__Extracted data__
★ ★ ★ ★ ★

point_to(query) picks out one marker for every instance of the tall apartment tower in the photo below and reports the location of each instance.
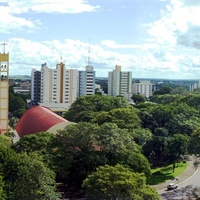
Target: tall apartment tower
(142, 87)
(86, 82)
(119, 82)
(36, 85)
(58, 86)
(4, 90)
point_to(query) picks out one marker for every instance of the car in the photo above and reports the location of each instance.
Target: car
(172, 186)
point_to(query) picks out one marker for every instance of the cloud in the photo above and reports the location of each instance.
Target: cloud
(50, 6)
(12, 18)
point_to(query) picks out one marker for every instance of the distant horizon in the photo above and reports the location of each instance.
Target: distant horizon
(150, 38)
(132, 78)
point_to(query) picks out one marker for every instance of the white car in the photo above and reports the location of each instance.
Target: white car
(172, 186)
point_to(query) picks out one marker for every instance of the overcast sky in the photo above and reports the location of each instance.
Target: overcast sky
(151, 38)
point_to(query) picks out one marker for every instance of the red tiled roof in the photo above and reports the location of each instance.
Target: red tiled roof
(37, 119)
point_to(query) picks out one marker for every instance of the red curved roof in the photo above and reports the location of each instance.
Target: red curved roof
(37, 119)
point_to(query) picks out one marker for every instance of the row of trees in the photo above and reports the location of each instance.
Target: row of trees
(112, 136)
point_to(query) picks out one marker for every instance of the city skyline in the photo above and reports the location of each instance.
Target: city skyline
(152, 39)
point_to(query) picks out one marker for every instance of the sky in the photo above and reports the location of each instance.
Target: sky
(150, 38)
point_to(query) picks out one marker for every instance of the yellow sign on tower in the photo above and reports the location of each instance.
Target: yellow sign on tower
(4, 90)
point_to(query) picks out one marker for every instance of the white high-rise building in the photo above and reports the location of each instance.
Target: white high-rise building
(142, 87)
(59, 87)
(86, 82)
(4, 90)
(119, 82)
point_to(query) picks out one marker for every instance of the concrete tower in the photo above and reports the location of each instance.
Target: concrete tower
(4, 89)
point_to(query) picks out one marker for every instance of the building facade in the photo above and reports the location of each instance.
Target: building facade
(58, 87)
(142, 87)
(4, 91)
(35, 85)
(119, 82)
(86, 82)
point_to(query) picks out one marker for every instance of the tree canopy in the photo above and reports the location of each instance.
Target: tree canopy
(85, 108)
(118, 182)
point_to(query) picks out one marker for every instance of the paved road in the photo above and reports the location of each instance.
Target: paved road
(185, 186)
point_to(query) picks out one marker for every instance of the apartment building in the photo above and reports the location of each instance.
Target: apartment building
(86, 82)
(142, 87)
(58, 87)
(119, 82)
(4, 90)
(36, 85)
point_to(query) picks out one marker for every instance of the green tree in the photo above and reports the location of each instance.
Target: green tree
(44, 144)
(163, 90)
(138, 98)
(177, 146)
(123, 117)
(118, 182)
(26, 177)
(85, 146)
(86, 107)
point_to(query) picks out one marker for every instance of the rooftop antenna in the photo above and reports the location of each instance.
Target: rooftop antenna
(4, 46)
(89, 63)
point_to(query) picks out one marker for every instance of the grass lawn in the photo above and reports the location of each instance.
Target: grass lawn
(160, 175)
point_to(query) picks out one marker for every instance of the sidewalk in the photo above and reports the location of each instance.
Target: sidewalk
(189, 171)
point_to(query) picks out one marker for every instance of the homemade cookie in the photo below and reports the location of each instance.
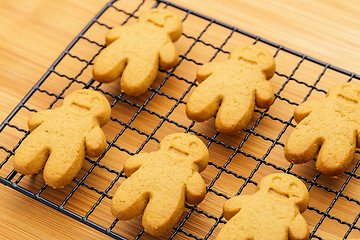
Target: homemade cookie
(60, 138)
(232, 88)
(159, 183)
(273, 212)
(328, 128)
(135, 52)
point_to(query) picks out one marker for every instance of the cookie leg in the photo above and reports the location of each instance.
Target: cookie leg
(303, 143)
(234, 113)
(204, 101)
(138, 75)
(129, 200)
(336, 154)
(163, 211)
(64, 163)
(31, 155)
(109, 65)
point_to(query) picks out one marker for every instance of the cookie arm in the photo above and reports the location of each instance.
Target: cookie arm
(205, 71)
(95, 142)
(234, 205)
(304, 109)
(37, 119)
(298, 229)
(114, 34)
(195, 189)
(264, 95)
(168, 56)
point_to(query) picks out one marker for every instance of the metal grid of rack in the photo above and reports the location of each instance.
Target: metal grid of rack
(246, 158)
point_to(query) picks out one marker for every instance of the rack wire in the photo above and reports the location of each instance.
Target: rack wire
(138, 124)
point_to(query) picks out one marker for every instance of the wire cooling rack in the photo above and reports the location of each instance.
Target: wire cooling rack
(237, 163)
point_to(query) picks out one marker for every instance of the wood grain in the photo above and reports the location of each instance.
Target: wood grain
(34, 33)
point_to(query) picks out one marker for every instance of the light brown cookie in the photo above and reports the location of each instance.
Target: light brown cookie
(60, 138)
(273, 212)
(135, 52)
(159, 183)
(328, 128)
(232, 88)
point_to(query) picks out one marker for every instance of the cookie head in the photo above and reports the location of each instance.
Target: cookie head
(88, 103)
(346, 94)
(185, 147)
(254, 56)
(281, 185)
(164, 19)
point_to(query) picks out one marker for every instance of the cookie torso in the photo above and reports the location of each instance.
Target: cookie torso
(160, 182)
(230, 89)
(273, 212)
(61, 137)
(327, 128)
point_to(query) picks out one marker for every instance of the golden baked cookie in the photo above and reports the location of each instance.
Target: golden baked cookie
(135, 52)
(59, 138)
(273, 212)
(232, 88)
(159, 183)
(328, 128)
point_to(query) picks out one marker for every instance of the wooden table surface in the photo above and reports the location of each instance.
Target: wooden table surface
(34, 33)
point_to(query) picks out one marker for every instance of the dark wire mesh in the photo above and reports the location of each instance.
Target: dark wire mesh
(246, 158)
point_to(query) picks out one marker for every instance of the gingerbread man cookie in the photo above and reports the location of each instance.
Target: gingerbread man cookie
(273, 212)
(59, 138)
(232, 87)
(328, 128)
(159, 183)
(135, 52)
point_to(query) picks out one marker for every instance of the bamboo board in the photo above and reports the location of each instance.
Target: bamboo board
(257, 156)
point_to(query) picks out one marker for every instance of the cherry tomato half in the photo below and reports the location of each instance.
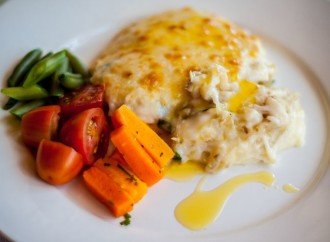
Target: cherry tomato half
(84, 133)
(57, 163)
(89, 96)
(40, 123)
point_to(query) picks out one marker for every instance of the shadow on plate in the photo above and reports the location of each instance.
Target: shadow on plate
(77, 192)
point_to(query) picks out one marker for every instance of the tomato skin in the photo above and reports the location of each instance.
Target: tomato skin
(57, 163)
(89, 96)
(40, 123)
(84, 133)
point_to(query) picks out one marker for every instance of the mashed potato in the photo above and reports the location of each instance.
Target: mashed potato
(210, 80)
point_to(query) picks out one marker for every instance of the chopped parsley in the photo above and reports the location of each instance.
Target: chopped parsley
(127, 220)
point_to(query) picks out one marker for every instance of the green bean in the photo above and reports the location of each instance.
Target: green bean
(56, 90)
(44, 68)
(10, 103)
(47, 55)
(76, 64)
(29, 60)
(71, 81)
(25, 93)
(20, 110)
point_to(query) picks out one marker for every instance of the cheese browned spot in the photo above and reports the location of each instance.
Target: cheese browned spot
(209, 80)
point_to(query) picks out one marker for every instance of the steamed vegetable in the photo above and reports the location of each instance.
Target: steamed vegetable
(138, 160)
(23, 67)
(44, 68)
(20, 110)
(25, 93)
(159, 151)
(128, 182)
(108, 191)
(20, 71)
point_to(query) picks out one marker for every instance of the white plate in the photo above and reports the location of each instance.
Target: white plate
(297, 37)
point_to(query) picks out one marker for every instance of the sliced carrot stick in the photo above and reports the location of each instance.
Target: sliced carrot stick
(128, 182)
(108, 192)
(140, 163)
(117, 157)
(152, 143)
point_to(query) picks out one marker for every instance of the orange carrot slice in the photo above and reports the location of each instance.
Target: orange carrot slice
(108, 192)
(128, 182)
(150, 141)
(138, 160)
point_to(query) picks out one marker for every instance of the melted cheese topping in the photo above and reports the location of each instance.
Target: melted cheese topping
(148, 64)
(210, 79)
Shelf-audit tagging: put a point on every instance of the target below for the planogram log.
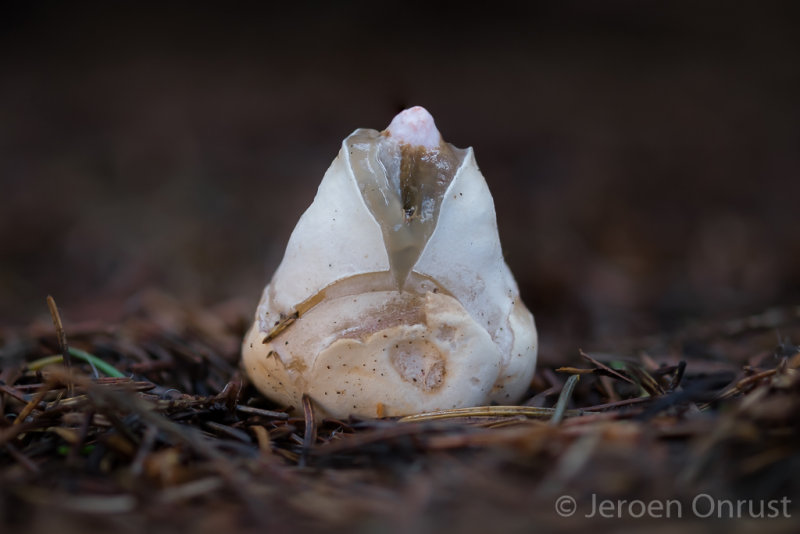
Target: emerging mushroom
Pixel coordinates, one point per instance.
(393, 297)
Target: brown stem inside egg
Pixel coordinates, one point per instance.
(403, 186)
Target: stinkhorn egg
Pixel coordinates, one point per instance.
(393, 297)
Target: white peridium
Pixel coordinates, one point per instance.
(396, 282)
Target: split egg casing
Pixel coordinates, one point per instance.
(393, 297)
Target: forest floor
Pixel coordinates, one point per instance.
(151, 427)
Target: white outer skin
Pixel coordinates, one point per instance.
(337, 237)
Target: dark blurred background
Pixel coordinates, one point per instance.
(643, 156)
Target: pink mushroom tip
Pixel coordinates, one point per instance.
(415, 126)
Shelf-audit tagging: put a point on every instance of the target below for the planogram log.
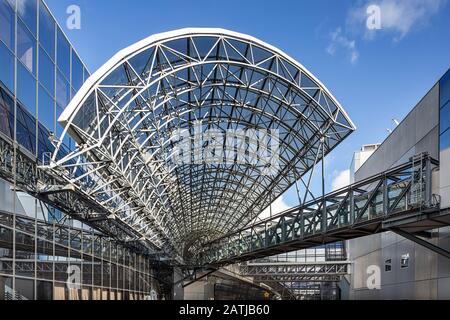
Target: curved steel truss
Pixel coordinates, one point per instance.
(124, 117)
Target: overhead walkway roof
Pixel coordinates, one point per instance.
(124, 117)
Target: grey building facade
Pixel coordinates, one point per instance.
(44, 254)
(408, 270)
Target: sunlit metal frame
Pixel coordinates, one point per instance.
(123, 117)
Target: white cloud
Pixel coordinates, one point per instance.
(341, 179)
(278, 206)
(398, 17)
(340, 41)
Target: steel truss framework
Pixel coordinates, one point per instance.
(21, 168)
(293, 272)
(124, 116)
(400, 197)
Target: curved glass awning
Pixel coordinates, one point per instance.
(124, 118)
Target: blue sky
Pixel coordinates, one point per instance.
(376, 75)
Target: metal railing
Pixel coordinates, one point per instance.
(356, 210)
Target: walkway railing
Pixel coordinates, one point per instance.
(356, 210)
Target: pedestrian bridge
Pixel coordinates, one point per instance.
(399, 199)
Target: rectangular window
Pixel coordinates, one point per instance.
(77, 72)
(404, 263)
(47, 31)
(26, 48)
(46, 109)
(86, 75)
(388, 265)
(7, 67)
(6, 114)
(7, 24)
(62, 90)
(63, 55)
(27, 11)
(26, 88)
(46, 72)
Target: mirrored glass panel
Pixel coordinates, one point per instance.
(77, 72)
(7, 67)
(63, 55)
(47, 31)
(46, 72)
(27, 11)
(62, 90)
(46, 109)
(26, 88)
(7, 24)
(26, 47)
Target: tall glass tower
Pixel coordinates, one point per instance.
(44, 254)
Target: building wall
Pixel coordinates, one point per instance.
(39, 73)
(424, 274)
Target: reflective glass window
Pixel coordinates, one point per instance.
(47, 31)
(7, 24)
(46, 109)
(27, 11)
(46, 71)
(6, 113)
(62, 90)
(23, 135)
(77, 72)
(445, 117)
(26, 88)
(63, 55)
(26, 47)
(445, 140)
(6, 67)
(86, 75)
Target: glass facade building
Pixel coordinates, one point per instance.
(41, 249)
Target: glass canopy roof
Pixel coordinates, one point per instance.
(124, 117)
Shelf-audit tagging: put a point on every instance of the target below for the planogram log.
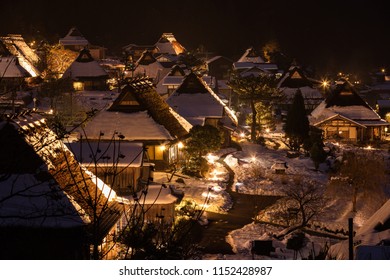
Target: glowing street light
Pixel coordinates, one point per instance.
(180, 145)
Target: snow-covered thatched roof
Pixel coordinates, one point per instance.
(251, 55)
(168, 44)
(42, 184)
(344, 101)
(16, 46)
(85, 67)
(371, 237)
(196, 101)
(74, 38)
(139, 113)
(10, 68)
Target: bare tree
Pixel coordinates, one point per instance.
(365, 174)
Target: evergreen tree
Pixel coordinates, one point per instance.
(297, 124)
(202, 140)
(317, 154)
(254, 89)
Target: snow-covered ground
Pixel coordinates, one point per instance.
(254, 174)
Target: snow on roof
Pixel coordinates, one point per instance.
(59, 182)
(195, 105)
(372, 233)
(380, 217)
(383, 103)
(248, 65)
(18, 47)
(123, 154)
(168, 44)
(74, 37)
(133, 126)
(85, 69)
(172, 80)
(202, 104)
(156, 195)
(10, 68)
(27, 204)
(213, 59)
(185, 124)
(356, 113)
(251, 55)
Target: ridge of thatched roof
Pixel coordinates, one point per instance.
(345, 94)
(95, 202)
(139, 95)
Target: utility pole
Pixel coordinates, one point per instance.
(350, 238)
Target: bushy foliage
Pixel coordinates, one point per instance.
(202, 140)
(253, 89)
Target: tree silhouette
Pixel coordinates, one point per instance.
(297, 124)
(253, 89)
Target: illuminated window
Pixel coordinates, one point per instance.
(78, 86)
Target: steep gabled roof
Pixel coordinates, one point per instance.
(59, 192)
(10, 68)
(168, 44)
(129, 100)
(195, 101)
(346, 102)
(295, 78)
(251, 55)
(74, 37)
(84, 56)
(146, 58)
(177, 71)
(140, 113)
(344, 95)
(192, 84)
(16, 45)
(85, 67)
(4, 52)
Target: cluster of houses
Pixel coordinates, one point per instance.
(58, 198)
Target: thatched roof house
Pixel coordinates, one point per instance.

★ ★ ★ ★ ★

__Exercise__
Find the lines above that contain the word "truss" and collect them.

__Problem solution__
Target: curved steel truss
Target: steel truss framework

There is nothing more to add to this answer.